▶ Work instruction:
List every fort named in the passage below about the 4th Infantry, together with the place given for each.

▶ Passage provided:
——

The 4th was again activated on 1 October 1948 at Fort Lewis, Washington, as the 4th Regimental Combat Team. It served in this assignment for six years with, the 1st Battalion being sent to Ft. Richardson, Alaska, and participating in Operation Sweetbrier, an exercise to determine if Alaska could be defended if an attack from the Soviet Union came from over the pole. It was then assigned as an organic element of the 71st Infantry Division on 10 October 1954. On 15 September 1956, the 4th Infantry was assigned to the 4th Regimental Combat Team for the second time in this capacity and served for nearly a year. On 1 July 1957, the colors of Company B were relieved from assignment to the 4th Regimental Combat Team, reorganized and redesigned Headquarters Company, 2nd Battle Group, 4th Infantry, and assigned as an organic element of the 3d Infantry Division with duty station at Fort Benning, Georgia. The remaining companies and a mortar battery to comprise the 2d Battle Group, 4th Infantry were organized for the 1st and 2d Battalions, 15th Infantry which were already stationed at Fort Benning.

On 22 July 1957, Colonel Seymore B. Satterwhite assumed command of the 2nd Battle Group, 4th Infantry and by 20 July all personnel of the battle group were thoroughly oriented on the ROCID concept. By 15 September 1957 the battle group had completed its organization under ROCID TO&E 7-11T, 1956, thus cadre training commenced in preparation for receiving 1,189 new soldiers straight from civilian life that would bring the unit to combat strength. The 2d Battle Group, 4th Infantry received the first 26 men on 12 November 1957. The remainder of the men arrived shortly after, and all of the men completed their basic training in time to go on leave for Christmas. When they returned in January, training was resumed, and training of all phases was completed by 3 April 1958. On 15 February 1958, it officially was reorganized and redesignated Headquarters and Headquarters Company, 2nd Battle Group, 4th Infantry and assigned to the U.S. 3rd Infantry Division.

——

▶ Dataset records:

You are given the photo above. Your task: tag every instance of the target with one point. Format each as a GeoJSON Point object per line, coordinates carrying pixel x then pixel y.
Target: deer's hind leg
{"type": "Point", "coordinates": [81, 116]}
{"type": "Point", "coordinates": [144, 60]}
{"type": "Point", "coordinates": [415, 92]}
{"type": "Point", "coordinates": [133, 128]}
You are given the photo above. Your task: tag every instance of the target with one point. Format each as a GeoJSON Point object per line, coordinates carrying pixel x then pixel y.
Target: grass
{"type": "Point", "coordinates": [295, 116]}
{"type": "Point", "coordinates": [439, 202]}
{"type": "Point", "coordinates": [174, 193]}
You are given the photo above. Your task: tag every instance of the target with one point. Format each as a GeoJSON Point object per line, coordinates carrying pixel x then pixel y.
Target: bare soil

——

▶ Exercise result:
- Fort Lewis, Washington
- Ft. Richardson, Alaska
- Fort Benning, Georgia